[Data excerpts]
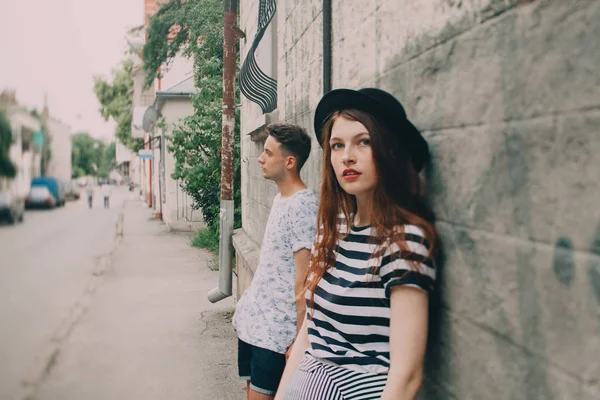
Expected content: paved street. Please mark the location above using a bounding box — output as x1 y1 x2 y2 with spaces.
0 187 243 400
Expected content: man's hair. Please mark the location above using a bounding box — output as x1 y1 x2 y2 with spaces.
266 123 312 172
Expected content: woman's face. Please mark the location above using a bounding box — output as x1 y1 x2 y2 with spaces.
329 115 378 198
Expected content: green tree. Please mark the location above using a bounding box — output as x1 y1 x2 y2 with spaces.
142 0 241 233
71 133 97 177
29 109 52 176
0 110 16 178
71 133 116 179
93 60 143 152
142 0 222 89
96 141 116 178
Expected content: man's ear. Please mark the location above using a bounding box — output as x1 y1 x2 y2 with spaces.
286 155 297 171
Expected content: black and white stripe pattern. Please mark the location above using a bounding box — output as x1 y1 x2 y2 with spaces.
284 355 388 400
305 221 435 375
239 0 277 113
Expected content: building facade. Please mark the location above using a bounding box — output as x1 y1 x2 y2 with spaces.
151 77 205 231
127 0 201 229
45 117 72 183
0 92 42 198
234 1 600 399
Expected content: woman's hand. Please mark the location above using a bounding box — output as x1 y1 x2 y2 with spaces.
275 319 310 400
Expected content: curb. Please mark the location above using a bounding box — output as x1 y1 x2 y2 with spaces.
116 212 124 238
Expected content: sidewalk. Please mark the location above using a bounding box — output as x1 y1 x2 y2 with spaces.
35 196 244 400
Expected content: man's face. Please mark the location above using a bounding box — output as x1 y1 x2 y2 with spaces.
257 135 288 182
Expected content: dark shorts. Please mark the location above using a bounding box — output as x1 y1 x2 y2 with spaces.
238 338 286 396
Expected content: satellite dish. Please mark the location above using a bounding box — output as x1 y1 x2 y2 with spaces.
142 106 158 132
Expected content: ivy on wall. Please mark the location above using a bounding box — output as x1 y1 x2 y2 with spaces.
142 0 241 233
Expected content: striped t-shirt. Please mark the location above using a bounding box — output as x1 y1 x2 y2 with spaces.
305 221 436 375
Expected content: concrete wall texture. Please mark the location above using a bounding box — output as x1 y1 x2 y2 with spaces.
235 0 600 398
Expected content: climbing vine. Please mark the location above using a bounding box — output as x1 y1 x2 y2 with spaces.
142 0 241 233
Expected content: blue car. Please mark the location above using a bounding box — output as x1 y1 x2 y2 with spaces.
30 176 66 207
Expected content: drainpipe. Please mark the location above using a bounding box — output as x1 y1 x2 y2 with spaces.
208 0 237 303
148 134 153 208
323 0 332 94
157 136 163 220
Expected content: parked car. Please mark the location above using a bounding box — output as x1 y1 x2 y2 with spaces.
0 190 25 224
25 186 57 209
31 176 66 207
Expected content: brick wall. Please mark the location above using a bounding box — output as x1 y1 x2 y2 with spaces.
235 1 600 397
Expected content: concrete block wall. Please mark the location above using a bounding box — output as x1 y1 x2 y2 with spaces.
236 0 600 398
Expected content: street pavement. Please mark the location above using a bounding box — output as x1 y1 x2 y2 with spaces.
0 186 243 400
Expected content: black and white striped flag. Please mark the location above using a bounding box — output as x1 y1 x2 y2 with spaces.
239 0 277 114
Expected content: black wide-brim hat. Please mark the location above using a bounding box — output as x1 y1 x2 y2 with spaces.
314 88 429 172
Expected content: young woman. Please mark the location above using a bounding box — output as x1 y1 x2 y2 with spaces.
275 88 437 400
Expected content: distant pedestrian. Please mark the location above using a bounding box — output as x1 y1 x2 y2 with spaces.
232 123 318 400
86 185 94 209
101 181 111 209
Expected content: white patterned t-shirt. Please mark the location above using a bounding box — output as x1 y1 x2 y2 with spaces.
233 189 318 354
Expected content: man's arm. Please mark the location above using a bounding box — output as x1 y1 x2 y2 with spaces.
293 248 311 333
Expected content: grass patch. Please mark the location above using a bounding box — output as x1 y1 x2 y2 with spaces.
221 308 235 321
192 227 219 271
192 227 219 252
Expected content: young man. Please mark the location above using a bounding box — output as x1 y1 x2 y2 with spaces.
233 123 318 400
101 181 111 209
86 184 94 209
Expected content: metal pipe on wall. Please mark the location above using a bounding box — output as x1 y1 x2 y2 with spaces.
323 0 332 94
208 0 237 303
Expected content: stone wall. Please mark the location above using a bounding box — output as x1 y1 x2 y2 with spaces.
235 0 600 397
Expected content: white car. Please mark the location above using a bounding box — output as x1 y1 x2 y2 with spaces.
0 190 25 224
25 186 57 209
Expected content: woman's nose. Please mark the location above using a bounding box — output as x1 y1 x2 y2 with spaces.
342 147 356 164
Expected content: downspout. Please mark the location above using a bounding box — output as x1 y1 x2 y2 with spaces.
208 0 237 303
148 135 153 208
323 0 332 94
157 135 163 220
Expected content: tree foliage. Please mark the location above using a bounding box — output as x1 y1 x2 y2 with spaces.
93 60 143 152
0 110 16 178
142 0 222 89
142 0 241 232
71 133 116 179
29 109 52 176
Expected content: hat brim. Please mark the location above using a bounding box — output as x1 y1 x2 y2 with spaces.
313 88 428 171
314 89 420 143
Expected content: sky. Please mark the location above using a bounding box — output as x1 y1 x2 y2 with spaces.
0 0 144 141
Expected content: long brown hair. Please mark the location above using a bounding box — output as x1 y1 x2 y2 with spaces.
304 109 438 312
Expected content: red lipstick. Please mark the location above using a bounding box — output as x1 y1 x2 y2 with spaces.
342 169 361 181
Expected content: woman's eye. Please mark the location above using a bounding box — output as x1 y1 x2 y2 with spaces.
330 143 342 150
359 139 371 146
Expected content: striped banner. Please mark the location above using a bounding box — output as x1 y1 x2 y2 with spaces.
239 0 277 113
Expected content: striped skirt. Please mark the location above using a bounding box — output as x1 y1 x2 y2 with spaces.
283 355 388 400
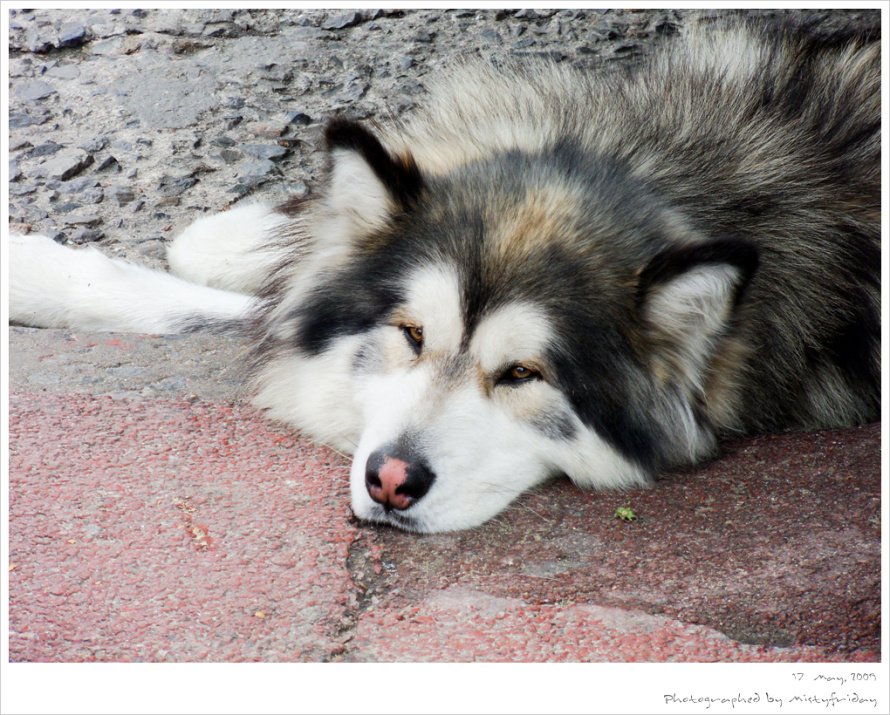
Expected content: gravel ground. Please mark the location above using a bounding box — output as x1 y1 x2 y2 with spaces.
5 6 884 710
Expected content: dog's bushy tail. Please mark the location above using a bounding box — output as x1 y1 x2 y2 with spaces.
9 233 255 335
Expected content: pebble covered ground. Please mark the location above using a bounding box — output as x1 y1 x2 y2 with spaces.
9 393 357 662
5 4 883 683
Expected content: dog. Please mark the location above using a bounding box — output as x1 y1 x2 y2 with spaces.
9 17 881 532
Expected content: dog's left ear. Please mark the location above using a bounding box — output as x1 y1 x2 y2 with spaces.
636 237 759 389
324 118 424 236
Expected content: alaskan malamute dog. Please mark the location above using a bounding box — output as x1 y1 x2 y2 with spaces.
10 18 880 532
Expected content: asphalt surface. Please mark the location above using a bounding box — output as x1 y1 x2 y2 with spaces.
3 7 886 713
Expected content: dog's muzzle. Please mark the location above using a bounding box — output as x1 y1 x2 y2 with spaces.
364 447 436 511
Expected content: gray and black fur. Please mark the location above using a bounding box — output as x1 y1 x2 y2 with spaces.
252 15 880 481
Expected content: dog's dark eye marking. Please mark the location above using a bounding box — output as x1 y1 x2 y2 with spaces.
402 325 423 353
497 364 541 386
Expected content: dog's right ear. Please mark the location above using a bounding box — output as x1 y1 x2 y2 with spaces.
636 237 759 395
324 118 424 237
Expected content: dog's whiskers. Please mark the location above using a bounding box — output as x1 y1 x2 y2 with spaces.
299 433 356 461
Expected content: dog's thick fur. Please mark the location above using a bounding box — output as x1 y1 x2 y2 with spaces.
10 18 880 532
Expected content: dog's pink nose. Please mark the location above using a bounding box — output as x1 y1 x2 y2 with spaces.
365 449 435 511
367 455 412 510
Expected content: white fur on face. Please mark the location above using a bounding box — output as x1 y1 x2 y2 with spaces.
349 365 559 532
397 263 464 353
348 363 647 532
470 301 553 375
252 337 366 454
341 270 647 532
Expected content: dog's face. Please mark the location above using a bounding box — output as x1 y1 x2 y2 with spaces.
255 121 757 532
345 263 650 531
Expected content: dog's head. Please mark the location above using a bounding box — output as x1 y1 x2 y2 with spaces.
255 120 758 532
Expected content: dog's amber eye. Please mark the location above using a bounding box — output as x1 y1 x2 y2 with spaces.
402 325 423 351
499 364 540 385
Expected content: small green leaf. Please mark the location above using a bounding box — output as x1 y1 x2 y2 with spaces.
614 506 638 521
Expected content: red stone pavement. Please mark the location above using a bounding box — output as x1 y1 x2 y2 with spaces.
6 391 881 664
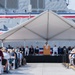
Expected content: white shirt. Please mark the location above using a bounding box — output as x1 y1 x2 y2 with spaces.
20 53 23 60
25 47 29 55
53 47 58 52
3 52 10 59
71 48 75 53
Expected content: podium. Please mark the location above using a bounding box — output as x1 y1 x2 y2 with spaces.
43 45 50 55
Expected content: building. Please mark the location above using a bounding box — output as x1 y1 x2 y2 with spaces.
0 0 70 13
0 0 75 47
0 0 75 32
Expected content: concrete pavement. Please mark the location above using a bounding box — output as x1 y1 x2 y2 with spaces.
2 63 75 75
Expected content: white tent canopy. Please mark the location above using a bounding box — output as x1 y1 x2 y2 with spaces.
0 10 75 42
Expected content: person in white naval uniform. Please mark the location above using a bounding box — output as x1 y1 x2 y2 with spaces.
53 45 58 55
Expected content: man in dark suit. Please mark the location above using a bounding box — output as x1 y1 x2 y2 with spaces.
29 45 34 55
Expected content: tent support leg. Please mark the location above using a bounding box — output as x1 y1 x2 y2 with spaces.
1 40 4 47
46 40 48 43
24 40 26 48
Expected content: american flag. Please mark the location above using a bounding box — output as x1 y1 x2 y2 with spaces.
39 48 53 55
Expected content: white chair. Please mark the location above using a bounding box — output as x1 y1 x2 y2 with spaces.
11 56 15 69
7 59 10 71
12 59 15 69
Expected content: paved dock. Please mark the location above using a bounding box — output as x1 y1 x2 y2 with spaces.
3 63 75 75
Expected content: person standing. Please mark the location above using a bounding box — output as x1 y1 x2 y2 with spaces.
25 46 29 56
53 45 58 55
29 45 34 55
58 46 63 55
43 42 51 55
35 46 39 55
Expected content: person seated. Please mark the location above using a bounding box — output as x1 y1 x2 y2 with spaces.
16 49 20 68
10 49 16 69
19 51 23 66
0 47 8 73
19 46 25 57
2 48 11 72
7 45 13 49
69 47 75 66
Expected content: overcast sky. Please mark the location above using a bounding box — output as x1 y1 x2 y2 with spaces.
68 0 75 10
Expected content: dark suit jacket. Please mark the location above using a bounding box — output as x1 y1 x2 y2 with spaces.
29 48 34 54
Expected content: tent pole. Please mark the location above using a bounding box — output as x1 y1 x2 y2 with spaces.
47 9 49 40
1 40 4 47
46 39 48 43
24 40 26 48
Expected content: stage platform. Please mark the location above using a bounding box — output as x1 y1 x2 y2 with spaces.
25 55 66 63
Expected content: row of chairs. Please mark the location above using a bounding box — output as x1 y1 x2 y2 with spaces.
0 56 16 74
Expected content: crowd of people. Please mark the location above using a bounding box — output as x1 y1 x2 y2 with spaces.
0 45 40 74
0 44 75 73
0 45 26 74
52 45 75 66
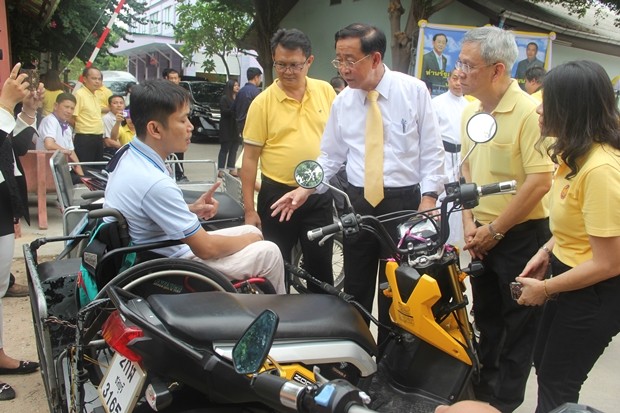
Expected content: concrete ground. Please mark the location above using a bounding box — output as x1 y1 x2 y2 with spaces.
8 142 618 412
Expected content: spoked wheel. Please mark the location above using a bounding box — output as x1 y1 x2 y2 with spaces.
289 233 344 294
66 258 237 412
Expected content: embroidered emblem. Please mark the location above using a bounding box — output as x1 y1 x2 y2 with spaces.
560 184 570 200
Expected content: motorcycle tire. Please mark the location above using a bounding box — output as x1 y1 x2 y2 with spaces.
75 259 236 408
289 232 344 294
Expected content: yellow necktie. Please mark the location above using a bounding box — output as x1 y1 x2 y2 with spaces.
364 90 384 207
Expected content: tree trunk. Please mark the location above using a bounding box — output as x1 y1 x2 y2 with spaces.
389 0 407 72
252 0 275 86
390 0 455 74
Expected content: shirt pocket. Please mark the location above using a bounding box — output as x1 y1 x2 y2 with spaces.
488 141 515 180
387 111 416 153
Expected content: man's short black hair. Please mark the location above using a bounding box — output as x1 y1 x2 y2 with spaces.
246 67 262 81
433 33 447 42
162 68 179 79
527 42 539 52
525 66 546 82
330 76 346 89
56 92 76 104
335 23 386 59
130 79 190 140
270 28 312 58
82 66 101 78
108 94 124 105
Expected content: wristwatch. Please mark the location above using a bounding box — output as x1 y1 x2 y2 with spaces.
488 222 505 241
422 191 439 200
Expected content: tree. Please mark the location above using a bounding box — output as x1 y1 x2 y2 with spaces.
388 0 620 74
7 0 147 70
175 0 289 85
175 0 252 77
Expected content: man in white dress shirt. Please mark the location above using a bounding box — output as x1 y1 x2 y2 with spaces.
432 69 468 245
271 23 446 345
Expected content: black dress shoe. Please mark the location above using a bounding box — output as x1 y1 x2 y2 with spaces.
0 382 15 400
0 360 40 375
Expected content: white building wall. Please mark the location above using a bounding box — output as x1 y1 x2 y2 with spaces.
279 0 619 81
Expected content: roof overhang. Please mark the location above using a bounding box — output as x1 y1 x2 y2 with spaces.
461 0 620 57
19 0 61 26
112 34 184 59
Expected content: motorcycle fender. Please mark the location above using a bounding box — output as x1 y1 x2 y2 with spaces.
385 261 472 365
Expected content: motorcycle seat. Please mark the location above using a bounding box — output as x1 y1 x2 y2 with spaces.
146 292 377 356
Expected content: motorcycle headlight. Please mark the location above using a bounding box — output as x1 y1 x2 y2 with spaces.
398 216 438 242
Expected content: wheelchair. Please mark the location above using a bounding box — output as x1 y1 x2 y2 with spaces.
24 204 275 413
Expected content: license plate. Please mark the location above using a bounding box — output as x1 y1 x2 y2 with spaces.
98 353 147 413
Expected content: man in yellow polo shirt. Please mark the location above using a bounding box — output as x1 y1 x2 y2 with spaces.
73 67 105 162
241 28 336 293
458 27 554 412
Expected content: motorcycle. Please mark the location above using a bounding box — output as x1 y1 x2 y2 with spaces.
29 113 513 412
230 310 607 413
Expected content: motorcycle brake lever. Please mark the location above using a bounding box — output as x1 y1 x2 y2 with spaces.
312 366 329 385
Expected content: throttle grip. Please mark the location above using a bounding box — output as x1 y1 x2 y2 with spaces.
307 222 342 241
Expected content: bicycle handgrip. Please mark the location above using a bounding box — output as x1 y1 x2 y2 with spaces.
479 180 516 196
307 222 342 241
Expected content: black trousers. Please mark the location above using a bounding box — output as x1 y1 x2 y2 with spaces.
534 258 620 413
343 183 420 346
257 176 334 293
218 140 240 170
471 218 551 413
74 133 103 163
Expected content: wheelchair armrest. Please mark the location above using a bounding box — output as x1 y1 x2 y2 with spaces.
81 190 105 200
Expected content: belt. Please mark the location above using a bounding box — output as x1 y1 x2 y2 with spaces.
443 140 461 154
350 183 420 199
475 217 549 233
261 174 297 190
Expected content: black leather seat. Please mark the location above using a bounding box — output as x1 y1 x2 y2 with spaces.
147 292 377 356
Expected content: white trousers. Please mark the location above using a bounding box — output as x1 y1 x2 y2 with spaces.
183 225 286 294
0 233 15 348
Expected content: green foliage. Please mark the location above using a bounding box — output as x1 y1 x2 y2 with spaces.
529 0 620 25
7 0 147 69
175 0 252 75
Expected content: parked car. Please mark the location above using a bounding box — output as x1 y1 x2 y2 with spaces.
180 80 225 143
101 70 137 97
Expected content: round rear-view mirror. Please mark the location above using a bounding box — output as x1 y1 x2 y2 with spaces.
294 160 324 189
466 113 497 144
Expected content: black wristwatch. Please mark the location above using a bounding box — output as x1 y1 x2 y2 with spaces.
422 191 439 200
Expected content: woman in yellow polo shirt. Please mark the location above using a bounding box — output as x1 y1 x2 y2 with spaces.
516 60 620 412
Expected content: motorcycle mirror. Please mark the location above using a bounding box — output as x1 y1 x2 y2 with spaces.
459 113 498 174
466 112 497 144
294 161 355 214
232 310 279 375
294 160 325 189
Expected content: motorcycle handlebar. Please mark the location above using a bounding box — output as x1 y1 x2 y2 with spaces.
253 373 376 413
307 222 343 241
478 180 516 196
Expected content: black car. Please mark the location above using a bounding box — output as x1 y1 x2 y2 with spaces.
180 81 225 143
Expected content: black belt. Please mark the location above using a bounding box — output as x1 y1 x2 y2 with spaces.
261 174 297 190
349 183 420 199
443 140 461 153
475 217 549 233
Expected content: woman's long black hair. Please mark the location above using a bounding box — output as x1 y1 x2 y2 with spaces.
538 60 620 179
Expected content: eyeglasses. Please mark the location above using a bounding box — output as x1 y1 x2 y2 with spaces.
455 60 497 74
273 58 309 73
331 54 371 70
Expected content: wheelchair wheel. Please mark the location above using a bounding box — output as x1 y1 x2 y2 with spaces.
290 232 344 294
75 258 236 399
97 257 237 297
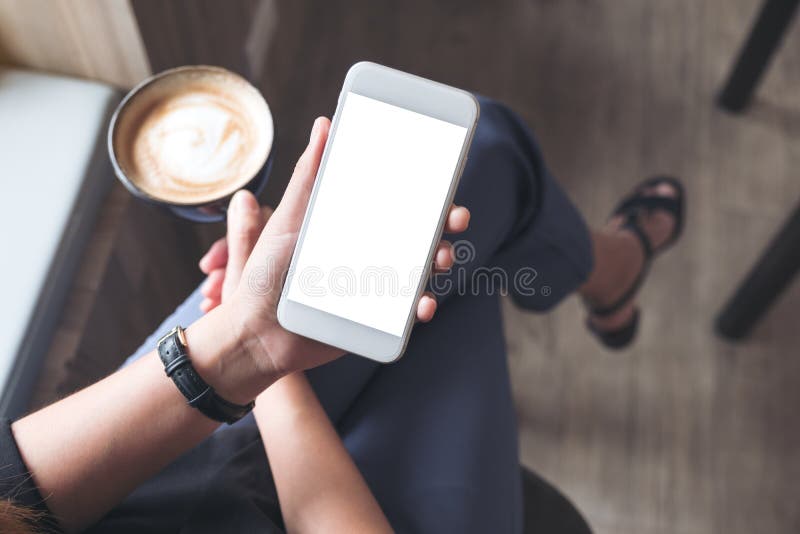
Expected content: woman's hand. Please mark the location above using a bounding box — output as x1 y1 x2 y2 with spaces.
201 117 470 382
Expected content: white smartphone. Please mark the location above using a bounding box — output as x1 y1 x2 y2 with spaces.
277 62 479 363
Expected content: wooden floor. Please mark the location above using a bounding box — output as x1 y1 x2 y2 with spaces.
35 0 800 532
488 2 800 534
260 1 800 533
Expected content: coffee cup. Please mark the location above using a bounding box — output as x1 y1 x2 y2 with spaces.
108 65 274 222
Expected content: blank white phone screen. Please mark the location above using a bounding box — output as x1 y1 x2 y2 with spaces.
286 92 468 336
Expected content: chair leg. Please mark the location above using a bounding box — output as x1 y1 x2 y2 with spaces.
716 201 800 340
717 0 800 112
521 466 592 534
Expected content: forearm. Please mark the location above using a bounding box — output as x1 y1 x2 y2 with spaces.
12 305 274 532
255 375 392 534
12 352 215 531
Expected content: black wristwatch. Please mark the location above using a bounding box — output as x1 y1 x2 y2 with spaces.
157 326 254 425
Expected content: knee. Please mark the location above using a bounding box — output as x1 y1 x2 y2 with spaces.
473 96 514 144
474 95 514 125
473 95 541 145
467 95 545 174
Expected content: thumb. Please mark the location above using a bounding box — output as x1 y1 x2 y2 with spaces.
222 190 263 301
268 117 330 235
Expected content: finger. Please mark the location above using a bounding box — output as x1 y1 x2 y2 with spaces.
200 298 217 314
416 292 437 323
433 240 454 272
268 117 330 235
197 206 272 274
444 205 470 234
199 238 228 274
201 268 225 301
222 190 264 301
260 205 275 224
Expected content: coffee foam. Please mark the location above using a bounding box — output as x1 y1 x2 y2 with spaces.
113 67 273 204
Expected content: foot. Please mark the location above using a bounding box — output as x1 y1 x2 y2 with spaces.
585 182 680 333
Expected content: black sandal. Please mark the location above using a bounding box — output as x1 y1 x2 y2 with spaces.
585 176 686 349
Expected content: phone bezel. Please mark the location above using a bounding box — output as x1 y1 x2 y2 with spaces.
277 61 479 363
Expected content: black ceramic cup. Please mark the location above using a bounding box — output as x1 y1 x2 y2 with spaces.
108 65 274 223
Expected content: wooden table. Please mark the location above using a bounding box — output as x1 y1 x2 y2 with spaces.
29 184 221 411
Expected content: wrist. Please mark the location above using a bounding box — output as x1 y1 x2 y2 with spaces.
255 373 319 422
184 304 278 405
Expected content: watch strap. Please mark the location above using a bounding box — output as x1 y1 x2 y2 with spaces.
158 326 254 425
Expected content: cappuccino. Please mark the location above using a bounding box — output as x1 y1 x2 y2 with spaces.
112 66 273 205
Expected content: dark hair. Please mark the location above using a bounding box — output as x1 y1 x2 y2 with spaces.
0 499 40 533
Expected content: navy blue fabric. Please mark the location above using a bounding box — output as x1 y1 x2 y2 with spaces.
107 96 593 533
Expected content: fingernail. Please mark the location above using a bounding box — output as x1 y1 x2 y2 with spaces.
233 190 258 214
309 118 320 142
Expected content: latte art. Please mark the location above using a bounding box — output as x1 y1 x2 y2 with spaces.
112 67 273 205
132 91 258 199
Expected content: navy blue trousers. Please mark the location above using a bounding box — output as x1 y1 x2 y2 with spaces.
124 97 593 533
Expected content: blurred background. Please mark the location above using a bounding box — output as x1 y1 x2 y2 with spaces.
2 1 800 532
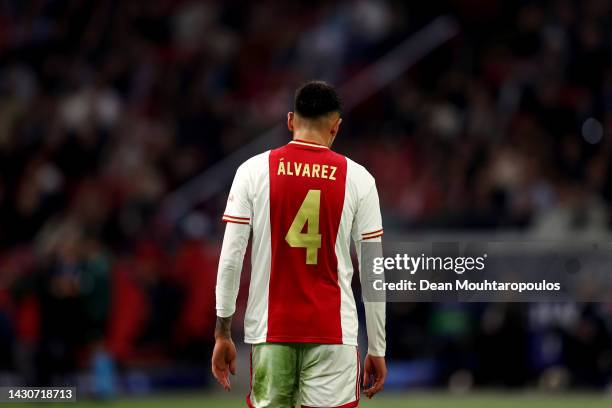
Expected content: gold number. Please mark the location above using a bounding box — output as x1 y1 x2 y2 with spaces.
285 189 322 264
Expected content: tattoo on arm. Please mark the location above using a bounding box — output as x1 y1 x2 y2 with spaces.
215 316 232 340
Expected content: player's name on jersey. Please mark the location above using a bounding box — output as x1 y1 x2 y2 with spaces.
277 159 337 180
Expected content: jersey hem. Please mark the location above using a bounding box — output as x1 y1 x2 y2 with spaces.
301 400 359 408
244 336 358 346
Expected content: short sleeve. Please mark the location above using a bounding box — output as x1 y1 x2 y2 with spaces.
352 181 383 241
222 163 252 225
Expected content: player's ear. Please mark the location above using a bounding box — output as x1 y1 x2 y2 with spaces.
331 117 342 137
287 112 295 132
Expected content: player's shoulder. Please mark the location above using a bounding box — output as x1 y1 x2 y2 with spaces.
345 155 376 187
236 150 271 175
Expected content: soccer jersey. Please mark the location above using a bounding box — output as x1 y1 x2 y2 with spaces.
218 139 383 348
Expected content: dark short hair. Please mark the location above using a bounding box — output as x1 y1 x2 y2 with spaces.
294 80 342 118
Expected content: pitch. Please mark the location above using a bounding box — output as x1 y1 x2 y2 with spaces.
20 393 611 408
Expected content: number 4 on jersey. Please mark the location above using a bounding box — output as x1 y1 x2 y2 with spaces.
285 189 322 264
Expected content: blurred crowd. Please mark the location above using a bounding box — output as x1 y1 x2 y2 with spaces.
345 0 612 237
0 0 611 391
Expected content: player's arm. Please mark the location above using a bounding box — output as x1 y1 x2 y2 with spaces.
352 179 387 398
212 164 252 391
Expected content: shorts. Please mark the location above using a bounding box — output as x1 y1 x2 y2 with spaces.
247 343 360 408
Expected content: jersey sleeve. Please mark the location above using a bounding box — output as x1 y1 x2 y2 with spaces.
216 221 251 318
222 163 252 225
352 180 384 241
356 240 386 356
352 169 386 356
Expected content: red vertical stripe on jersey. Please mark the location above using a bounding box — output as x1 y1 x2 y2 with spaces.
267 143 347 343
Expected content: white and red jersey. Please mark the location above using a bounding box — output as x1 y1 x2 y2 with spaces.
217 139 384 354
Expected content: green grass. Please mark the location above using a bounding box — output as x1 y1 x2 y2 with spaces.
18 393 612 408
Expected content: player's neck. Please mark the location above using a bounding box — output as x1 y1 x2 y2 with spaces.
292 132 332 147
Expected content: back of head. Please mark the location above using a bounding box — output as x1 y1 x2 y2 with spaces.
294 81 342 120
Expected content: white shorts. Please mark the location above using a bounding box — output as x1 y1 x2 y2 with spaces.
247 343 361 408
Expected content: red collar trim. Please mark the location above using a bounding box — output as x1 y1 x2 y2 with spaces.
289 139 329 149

▶ [EXERCISE OBJECTIVE]:
Please reproduce the closing stretch of the records, from the line with "Expected content: back" through the last line, exactly as it stands.

▶ [RESPONSE BOX]:
Expected content: back of head. Please mark the location above using a bounding box — output as x1 y1 x2 y2 with spaces.
294 81 342 120
Expected content: white shorts. Please mark the location above using a bounding box — output as x1 y1 x2 y2 with spaces.
247 343 361 408
Expected content: red collar trim. Please mark the location above using a bounding box — output as x1 y1 x2 y2 with spaces.
289 139 329 149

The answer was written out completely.